[Start of Attachment]
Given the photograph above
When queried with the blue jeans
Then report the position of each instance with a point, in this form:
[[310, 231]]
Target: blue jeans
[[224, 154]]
[End of Attachment]
**Instructions to follow:** The total wanted is the number of lines in the entries above that contain "with". Give it alone.

**Task output:** 2